Step two: read these science-fiction and fantasy tales as if they are the only stories you will discover on your bookshelf this day.
Step three: dare to feel.
Another Wolfmoor collection, albeit published under another name! If Wolf Among the Wild Hunt took my breath away, then So You Want to Be a Robot stole my heart. Again, Wolfmoor’s prose is just magical, as if every story is a spell, from the first (This Is Not a Wardrobe Door, which is for everyone who ever threw The Lion, the Witch and the Wardrobe at the wall for the cruelty of its ending) to the last (How to Become a Robot in 12 Easy Steps, wherein the MC falls in love with the robot who sells them coffee, which – valid). Again, there’s plenty of queerness; again, the sheer creativity of Wolfmoor’s imagination is just delightfully astonishing. A prehistoric menagerie! Rescuing the monsters under the bed! A stranger tattooed with maps! This is a book I want to push into everybody’s hands, honestly, and I know I’ll be rereading it year after year, and only treasuring it more as time goes on.
Genres: Fantasy, Historical Fantasy, Queer Protagonists
Published on: 1st November 2022
ISBN: B09NHJLQXP
Goodreads
Magic! Murder! Shipboard romance! The second entry in Freya Marske's beloved The Last Binding trilogy, the queer historical fantasy series that began with A Marvellous Light
The most interesting things in Maud Blyth's life have happened to her brother Robin, but she's ready to join any cause, especially if it involves magical secrets that may threaten the whole of the British Isles. Bound for New York on the R.M.S. Lyric, she's ready for an adventure.
What she actually finds is a dead body, a disrespectful parrot, and a beautiful stranger in Violet Debenham, who is everything—a magician, an actress, a scandal—Maud has been trained to fear and has learned to desire. Surrounded by the open sea and a ship full of loathsome, aristocratic suspects, they must solve a murder and untangle a conspiracy that began generations before them.
A Restless Truth took me by surprise; I picked it up when looking for an easy read, because I was struggling to focus on anything but missed reading. What I got was a MASSIVE book hangover, because this book filled me up with so much glittery, electric delight that it was a while before I could read anything else. Marske’s sophomore novel is just plain FUN; giggly, over-the-top, and somehow joyful even when The Bad Guys Are At It Again. It’s not often that a book puts this big a smile on my face, and for that alone, I had to include Restless Truth on this list!
Genres: Horror
Representation: Secondary mlm character
Published on: 2nd October 2012
ISBN: B008EXK672
Goodreads
And Lucifer said: “Let us rise against Him now in all our numbers, and pull the walls of heaven down…”
The year is 1348. Thomas, a disgraced knight, has found a young girl alone in a dead Norman village. An orphan of the Black Death, and an almost unnerving picture of innocence, she tells Thomas that plague is only part of a larger cataclysm—that the fallen angels under Lucifer are rising in a second war on heaven, and that the world of men has fallen behind the lines of conflict.
Is it delirium or is it faith? She believes she has seen the angels of God. She believes the righteous dead speak to her in dreams. And now she has convinced the faithless Thomas to shepherd her across a depraved landscape to Avignon. There, she tells Thomas, she will fulfill her mission: to confront the evil that has devastated the earth, and to restore to this betrayed, murderous knight the nobility and hope of salvation he long abandoned.

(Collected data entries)
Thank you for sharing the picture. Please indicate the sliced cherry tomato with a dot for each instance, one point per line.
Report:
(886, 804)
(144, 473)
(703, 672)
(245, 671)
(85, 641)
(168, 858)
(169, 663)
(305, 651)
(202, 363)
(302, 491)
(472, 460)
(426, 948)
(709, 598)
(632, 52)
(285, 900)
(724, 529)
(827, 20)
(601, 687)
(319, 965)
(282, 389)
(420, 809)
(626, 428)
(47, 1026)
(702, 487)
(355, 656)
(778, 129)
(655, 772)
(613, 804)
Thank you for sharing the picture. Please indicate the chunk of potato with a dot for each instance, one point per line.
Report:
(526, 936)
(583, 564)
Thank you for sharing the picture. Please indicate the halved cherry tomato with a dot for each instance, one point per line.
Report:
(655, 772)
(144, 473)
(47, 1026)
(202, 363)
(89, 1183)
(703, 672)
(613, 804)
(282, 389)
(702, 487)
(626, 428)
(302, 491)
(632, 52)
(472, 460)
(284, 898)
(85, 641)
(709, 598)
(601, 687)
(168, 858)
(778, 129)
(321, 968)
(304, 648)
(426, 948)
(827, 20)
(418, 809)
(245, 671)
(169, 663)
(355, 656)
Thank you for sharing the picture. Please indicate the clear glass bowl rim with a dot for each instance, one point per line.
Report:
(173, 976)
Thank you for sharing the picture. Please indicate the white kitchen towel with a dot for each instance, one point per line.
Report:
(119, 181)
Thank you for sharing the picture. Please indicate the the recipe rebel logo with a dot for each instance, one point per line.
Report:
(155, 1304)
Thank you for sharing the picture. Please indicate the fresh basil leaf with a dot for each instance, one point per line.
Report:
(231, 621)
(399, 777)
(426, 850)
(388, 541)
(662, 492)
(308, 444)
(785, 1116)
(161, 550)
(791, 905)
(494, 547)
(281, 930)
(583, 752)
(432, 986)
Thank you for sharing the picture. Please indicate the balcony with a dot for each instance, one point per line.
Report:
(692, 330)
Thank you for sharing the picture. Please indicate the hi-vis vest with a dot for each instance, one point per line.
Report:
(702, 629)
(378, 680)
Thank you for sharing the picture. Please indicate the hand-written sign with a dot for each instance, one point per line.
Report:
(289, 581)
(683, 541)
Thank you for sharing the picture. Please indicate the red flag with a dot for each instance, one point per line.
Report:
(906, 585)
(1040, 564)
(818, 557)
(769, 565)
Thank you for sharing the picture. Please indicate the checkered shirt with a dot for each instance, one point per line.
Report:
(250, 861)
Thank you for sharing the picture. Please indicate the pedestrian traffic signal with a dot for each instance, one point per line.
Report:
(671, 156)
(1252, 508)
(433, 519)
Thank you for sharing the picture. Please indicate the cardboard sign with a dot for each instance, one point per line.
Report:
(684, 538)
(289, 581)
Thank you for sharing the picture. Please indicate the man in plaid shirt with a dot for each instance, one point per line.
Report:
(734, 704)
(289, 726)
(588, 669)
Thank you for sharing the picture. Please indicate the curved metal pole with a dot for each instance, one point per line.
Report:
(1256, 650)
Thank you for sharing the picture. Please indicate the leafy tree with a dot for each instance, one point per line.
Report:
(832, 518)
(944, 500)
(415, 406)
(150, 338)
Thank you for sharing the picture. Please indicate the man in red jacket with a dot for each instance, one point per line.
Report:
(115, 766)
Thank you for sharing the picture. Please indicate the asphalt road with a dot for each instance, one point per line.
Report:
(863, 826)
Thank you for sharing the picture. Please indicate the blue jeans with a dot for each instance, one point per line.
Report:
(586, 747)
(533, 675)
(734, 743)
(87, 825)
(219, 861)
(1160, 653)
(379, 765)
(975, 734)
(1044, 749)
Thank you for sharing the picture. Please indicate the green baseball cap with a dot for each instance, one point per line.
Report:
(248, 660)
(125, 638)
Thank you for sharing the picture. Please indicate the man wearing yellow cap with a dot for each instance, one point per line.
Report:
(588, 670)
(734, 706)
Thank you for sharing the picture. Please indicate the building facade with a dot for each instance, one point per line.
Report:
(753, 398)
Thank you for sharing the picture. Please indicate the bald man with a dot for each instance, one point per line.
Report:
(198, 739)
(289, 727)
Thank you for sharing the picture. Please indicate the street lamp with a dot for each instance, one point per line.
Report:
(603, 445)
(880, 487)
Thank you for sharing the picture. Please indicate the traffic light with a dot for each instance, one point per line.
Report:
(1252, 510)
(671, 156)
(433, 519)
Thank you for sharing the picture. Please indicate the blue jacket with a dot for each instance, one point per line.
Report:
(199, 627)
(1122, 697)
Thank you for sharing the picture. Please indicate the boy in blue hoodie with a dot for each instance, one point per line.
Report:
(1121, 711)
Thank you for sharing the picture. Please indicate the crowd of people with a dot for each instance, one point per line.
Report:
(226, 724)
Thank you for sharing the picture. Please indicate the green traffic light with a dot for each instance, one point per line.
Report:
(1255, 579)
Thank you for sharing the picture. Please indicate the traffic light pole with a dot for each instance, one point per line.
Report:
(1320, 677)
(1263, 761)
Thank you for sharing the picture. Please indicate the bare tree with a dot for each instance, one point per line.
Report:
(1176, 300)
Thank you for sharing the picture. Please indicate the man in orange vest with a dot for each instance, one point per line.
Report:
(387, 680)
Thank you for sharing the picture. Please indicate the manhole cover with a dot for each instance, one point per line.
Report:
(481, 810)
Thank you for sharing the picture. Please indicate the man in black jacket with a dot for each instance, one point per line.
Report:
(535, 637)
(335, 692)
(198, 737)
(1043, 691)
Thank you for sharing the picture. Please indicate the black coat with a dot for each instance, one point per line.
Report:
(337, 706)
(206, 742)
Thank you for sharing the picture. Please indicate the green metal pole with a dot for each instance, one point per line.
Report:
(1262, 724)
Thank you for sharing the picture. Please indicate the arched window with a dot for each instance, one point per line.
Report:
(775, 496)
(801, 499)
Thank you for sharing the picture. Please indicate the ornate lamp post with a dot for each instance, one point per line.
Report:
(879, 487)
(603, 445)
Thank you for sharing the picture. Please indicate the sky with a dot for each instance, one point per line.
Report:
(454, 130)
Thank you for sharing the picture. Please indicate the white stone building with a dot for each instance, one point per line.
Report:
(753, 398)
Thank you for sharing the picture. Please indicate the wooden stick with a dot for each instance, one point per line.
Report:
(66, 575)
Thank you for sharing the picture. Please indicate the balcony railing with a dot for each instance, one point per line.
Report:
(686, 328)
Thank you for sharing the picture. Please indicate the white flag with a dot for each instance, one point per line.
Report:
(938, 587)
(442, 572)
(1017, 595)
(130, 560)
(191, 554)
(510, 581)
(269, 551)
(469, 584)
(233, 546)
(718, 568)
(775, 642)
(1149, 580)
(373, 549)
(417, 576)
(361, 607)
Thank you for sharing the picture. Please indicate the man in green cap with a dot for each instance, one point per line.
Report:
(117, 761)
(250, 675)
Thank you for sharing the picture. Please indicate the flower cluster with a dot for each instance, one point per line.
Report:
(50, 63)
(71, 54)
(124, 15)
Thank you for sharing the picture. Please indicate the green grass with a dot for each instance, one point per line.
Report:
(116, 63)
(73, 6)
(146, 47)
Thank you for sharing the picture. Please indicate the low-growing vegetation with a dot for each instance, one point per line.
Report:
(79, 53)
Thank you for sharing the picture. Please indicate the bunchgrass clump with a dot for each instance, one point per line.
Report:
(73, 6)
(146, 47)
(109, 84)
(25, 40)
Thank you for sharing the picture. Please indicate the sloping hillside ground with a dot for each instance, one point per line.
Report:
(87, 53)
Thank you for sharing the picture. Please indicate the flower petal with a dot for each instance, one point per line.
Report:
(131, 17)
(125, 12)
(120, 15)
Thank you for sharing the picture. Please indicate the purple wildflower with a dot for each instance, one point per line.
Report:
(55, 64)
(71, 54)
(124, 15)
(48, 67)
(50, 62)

* * *

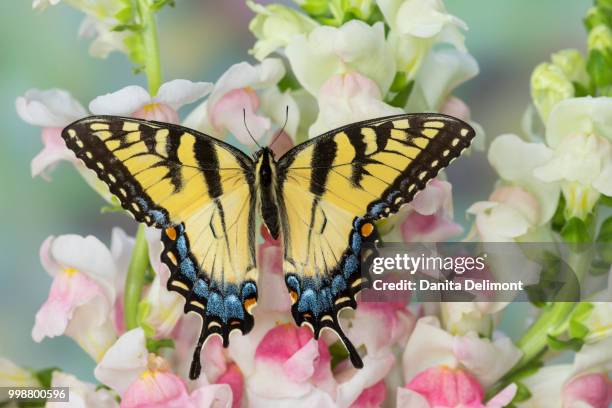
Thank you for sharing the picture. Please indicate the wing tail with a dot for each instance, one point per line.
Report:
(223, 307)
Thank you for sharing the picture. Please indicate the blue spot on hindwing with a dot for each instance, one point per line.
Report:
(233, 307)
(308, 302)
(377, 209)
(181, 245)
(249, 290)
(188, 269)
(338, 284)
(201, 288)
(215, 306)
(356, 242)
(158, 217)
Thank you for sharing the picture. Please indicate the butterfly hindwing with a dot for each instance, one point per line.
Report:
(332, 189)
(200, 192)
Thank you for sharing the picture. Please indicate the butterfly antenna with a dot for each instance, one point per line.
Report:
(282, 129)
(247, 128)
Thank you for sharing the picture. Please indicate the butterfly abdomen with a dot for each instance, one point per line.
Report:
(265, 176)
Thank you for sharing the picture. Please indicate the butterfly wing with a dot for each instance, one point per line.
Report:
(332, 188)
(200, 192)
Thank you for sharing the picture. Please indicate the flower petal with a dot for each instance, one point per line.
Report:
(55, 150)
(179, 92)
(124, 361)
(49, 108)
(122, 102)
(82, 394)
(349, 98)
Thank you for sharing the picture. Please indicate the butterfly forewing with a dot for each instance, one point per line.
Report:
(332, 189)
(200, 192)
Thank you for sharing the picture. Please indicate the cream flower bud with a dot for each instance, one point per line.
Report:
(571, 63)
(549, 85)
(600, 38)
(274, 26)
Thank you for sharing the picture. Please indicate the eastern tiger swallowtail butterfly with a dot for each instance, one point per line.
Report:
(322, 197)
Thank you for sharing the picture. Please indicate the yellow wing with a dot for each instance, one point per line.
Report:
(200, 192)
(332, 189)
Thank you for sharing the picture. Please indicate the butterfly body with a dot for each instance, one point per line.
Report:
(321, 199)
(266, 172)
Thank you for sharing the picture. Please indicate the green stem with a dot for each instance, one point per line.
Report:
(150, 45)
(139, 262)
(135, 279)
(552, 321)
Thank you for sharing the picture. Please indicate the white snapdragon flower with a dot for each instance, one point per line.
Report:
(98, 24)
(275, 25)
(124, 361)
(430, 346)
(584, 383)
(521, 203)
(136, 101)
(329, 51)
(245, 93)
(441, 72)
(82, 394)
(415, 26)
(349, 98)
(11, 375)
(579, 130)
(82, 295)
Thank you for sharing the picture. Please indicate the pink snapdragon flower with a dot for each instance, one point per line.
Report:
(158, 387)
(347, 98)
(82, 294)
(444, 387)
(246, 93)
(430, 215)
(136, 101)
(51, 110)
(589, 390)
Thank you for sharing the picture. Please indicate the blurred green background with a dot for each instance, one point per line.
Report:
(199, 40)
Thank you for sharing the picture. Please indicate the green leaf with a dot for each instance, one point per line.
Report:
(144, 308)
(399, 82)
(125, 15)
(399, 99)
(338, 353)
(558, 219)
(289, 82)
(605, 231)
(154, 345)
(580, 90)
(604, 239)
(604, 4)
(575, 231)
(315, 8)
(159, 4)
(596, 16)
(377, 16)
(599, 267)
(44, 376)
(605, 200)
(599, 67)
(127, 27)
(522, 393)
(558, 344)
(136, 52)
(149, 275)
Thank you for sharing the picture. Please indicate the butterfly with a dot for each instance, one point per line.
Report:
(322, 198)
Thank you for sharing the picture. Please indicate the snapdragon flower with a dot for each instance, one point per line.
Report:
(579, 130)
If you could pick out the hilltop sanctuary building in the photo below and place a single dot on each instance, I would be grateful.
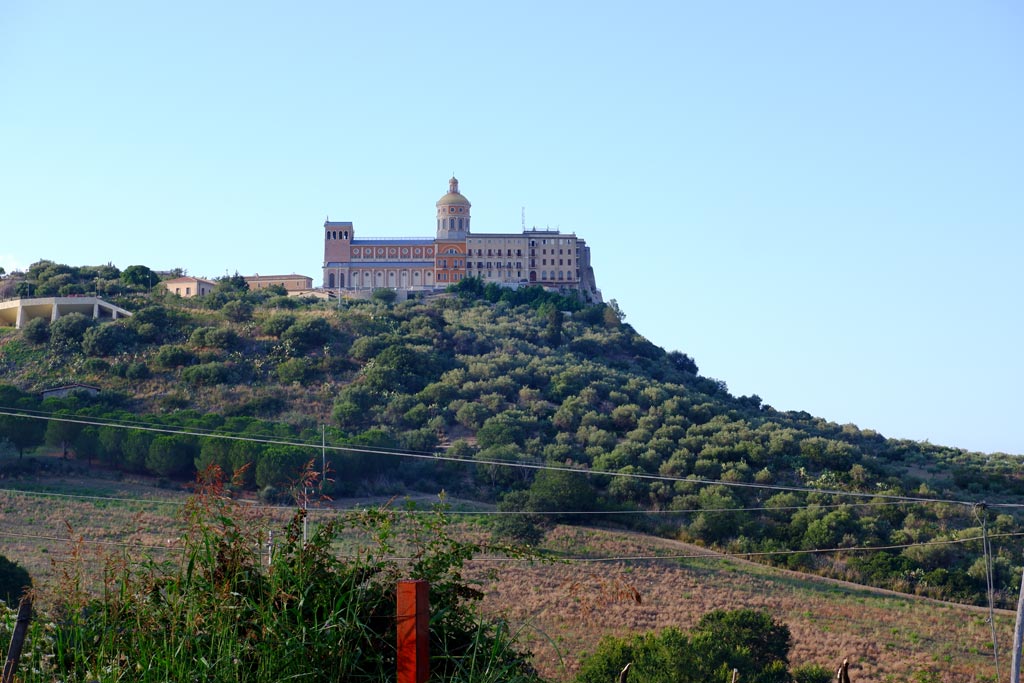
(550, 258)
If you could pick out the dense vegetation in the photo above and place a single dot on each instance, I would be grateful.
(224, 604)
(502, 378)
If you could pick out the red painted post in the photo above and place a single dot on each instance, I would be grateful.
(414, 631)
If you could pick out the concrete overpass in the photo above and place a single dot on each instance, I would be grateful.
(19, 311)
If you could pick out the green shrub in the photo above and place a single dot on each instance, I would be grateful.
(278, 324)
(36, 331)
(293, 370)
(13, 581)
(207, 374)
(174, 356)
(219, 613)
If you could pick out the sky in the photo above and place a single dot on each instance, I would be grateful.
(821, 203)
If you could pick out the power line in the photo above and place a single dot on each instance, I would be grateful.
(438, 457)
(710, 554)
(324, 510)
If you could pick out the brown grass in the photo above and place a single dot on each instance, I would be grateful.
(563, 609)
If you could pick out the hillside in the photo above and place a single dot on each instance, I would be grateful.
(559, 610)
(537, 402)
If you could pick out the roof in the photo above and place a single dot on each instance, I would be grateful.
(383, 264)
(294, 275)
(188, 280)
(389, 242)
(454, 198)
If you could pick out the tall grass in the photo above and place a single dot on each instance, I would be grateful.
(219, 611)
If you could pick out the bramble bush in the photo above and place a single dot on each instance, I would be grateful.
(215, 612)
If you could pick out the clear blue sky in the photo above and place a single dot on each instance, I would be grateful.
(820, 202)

* Stated task A *
Translate this sentence from the book recommendations into Spanish: "Bound for New York on the R.M.S. Lyric, she's ready for an adventure."
* Stated task B *
Carry on the book recommendations from the point where they stop.

* Task result A *
Rumbo a Nueva York a bordo del R.M.S. Lyric, está lista para una aventura.

* Task result B *
As hell unleashes its wrath, and as the true nature of the girl is revealed, Thomas will find himself on a macabre battleground of angels and demons, saints, and the risen dead, and in the midst of a desperate struggle for nothing less than the soul of man.
After falling head over heads for Buehlman’s Blacktongue Thief a few years ago, I naturally wanted to read everything else he’d written too. But Between Two Fires is another book that required several attempts from me – I don’t consider myself much of a Horror reader, and BTF does not hold back on the awfulness, despair, and ick. But after a certain point, I couldn’t put it down anymore; despite being vastly different from Blacktongue in almost every way, it’s just as compelling. There’s a lot of nightmare-fuel here, but it’s wonderfully written??? I really don’t know how to describe it.
Also, talk about a Biblically accurate take on God – you have to laugh or you’ll cry.
Genres: Sci Fi
Published on: 29th December 2009
ISBN: B002UXRF6M
Goodreads
Hundreds of years in the future, the world is an alarmingly different place. Life is lived according to The Rulebook and social hierarchy is determined by your perception of colour.
Eddie Russett is an above-average Red who dreams of moving up the ladder. Until he is sent to the Outer Fringes where he meets Jane - a lowly Grey with an uncontrollable temper and a desire to see him killed.
For Eddie, it's love at first sight. But his infatuation will lead him to discover that all is not as it seems in a world where everything that looks black and white is really shades of grey...
Hi, this book is completely and utterly bonkers.
But in an enormously fun and thought-provoking way. It’s not a random mess, even if I do strongly believe an acid trip had some part in the inspiration for Shades of Gray. What starts out as bewildering (but delightful) whimsy grows both more bizarre (humans are born with barcodes on their fingernails now?!) and more suspicious (why does the library have no books?) as the pages turn. Underneath the ridiculousness of a society with a spoon shortage and snail-racing are great mysteries – and great conspiracies. So much comes down to Fforde’s incredibly readable prose, which carries you along so swiftly via the unintentionally hilarious and very endearing narration of the main character; and there’s also the worldbuilding, which, as previously stated, is BONKERS, but also gives the strong impression that it all fits together and makes sense – it’s just not clear how to the reader yet.
But we’re getting the sequel next year, so hopefully we’ll learn more about that shortly!
Genres: Fantasy, Historical Fantasy, Queer Protagonists
Representation: M/M
Published on: 28th October 2014
ISBN: 1632164388
Goodreads
Book One of The Wode
The Hooded One. The one to breathe the dark and light and dusk between....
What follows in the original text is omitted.